Below are some records; output exactly the lines from the line with "Target: crowd of people" to the line with "Tag a single point on each instance of the large", both ends kept, and nothing more.

*** EXTRACTED MATERIAL ***

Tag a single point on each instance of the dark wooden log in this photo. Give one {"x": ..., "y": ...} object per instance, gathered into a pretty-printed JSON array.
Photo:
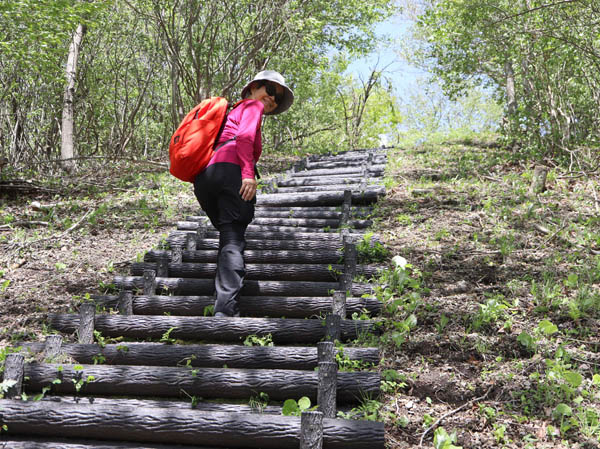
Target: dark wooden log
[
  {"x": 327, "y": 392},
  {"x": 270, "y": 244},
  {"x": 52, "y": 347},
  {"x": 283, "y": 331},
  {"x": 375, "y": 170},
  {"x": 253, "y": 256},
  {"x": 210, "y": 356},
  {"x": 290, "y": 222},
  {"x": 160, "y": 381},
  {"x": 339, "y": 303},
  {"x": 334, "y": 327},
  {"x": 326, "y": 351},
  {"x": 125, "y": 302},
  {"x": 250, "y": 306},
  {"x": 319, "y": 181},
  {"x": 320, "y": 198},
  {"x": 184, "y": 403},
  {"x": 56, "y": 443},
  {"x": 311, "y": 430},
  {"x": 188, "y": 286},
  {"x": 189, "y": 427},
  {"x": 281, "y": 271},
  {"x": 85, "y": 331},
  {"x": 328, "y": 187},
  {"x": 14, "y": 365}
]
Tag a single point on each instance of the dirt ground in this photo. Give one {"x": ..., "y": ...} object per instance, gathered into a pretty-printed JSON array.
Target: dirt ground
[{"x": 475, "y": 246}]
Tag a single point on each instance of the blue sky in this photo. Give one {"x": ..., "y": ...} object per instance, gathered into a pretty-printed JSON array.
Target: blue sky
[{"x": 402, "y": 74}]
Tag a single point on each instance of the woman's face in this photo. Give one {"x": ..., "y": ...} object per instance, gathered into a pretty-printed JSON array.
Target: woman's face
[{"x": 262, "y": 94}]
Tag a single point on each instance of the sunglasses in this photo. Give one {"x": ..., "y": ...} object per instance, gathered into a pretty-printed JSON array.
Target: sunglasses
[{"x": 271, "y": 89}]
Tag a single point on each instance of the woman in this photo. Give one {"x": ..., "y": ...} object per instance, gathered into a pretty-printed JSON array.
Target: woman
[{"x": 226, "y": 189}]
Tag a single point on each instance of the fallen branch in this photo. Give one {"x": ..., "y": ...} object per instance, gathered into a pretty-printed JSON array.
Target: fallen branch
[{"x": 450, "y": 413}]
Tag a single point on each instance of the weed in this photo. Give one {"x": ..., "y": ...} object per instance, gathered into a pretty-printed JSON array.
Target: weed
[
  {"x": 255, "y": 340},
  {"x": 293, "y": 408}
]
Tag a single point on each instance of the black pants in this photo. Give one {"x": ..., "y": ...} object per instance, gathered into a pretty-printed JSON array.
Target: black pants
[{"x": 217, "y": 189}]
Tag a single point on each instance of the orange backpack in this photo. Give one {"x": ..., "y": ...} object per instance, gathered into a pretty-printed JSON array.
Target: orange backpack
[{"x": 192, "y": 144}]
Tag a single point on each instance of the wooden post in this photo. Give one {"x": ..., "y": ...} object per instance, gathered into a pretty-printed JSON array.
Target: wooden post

*** End of EXTRACTED MATERIAL ***
*** EXTRACTED MATERIAL ***

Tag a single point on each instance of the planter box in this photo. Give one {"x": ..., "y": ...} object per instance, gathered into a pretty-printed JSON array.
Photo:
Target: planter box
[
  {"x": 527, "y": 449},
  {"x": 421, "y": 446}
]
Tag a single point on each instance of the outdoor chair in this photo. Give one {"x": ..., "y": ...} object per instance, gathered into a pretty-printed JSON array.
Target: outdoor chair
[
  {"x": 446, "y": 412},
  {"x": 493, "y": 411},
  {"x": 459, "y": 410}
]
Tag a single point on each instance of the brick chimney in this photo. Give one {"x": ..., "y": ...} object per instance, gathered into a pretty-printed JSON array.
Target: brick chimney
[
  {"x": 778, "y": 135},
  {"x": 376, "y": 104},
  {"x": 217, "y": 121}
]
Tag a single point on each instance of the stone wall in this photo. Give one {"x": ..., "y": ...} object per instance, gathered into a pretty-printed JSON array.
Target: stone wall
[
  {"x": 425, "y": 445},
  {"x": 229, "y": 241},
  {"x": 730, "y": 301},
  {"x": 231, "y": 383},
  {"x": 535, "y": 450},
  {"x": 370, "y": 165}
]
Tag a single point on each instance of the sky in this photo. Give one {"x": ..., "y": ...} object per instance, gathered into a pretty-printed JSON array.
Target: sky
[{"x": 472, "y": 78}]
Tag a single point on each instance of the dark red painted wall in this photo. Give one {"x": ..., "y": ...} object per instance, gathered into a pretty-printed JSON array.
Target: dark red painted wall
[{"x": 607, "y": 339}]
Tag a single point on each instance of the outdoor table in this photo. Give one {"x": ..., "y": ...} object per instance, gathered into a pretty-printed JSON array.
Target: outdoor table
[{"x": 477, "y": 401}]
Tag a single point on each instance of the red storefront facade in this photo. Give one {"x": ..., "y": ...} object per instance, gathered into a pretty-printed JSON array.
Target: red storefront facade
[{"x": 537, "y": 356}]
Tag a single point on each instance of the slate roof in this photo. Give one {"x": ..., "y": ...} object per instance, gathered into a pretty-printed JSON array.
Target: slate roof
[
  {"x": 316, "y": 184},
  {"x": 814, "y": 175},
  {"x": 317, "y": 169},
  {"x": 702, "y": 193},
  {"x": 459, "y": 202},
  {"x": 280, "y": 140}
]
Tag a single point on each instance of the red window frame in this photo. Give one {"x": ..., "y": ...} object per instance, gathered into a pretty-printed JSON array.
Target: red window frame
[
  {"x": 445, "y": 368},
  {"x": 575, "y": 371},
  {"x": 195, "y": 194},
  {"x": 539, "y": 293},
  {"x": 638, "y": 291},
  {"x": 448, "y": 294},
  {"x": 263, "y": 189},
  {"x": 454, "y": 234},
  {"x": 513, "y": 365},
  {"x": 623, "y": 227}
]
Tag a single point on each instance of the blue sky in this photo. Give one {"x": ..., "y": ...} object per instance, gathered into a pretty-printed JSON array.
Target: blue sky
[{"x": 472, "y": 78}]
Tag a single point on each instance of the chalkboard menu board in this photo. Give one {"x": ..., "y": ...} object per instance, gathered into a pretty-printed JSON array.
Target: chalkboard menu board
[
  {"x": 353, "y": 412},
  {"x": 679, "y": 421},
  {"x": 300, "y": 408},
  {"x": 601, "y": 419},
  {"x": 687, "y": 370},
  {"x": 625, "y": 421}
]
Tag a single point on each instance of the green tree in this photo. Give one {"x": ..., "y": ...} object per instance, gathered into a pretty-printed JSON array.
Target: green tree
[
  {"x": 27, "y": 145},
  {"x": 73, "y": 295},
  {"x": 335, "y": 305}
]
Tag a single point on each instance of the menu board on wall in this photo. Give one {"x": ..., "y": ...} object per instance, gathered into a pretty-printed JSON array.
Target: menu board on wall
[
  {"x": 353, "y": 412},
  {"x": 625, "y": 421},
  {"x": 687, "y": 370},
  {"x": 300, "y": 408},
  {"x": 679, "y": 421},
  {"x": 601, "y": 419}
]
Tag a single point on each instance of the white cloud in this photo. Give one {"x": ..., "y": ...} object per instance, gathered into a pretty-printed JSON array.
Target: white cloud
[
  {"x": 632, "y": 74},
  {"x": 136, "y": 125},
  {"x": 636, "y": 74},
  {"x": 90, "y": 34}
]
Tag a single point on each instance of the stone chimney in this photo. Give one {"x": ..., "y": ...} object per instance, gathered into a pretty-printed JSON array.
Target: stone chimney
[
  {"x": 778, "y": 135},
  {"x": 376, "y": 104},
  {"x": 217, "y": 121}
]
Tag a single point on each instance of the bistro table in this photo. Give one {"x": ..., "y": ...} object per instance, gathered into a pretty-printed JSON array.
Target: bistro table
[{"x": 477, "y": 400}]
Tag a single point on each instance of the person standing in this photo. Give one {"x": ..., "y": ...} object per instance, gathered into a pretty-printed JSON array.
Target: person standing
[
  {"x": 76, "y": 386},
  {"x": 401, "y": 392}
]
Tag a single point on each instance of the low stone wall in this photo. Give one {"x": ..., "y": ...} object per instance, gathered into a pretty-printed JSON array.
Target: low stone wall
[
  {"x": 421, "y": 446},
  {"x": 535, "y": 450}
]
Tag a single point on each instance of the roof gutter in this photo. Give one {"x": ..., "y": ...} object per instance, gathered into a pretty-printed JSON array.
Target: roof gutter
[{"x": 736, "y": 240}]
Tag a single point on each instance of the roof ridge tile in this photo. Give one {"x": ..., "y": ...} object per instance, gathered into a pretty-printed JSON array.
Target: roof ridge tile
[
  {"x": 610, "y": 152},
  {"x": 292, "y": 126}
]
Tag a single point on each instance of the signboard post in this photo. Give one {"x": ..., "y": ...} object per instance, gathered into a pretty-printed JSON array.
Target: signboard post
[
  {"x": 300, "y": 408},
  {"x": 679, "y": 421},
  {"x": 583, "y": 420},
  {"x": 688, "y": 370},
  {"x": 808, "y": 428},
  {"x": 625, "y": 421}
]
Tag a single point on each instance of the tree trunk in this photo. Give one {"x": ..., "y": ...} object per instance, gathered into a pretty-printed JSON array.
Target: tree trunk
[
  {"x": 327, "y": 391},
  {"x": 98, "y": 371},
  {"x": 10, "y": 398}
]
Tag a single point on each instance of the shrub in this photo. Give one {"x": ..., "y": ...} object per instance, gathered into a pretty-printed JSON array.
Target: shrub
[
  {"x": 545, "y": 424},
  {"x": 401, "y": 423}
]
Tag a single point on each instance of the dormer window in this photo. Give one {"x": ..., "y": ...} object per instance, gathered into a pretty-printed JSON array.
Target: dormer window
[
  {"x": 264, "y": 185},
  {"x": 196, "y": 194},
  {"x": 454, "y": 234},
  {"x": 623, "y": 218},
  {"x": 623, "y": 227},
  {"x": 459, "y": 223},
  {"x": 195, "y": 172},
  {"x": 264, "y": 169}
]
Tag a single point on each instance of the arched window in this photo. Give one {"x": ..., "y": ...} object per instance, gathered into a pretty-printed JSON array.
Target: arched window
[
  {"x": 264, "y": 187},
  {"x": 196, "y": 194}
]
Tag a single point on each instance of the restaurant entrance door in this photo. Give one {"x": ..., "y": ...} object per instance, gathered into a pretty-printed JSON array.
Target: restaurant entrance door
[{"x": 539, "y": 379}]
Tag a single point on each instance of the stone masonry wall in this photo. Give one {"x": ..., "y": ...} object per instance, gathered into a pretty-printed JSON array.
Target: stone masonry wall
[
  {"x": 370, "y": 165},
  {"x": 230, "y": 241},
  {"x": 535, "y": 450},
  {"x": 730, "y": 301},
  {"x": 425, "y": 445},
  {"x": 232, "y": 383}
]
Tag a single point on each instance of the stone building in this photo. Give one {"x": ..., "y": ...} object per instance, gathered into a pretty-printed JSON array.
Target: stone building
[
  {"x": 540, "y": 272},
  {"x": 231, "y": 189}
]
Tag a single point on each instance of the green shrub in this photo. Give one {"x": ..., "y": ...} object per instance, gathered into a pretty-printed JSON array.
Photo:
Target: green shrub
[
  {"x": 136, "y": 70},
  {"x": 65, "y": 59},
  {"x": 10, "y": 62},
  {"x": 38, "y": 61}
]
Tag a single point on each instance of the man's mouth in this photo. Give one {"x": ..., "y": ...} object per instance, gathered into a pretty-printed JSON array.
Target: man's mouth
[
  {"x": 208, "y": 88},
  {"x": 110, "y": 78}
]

*** End of EXTRACTED MATERIAL ***
*** EXTRACTED MATERIAL ***

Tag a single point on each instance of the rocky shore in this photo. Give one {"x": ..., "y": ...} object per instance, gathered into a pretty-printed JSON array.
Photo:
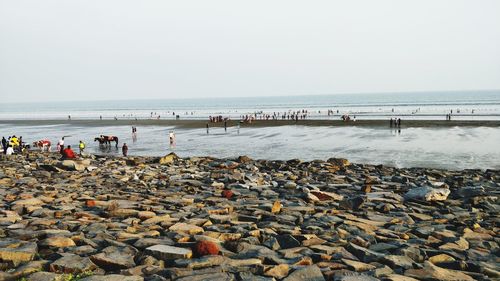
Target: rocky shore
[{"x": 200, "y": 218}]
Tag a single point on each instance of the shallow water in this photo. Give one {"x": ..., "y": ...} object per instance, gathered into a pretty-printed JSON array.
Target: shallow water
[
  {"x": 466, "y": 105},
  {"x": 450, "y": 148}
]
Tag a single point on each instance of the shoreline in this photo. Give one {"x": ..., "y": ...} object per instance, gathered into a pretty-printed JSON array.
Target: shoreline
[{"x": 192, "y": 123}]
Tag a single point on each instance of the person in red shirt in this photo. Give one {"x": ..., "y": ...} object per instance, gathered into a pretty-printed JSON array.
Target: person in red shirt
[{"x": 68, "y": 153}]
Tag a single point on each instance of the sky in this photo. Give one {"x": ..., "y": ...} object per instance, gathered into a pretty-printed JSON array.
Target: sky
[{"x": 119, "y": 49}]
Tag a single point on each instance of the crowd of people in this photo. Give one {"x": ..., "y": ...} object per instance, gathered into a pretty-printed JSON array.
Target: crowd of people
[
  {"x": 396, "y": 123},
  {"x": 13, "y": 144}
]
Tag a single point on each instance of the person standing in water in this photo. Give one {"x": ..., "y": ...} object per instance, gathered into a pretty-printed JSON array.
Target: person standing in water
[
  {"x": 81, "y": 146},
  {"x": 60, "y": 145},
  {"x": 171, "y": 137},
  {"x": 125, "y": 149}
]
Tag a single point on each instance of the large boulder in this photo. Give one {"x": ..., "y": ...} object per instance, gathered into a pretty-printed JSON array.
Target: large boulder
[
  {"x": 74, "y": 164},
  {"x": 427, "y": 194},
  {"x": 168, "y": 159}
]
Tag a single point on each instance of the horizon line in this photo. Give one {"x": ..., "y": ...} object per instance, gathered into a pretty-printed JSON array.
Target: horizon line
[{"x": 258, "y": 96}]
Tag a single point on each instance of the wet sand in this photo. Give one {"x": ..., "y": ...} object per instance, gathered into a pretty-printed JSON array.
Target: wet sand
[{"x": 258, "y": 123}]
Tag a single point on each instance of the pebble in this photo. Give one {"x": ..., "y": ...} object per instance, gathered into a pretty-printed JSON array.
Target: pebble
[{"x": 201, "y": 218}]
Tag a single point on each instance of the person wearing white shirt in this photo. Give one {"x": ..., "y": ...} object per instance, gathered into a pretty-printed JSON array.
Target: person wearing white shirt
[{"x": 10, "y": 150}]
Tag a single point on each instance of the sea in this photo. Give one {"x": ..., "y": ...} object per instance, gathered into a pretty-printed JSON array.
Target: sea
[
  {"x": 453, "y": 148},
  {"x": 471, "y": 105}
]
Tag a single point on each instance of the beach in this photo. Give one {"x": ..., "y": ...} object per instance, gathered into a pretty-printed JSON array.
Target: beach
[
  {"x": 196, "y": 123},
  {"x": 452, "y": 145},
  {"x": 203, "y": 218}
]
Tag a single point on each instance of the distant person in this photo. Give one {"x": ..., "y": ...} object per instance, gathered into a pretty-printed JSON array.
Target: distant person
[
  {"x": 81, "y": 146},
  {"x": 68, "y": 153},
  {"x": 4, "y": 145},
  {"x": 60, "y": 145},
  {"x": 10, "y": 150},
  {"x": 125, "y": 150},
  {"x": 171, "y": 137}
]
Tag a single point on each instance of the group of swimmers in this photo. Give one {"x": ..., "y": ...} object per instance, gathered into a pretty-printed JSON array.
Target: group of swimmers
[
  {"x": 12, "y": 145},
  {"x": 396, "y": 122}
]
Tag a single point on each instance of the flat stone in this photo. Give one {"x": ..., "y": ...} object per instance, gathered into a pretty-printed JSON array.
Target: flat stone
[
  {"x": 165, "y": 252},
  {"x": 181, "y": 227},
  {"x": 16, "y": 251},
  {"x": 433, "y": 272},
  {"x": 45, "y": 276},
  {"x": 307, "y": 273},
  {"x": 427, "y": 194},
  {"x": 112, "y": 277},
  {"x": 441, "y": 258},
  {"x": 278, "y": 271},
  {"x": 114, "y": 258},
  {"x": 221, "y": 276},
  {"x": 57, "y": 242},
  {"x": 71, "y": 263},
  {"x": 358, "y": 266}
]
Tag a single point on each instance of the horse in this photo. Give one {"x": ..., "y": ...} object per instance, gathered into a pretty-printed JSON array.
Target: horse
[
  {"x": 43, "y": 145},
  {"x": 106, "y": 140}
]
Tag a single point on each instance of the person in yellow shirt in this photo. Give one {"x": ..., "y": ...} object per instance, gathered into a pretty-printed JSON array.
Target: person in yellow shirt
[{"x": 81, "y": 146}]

*** End of EXTRACTED MATERIAL ***

COMPLETED TASK
Target: crowd of people
[
  {"x": 396, "y": 123},
  {"x": 13, "y": 144}
]
Tag a single point on each instance of the person standing in water in this photo. Give one {"x": ..., "y": ...} object per instance, gathered into a pretty-printed JSON array.
Target: person standing in water
[
  {"x": 81, "y": 146},
  {"x": 60, "y": 145},
  {"x": 171, "y": 137},
  {"x": 125, "y": 149}
]
Tag a single point on each instance of the large boulder in this photo. Give one {"x": ..., "y": ...} object per instance, gathered into a pretty-printed JSON array.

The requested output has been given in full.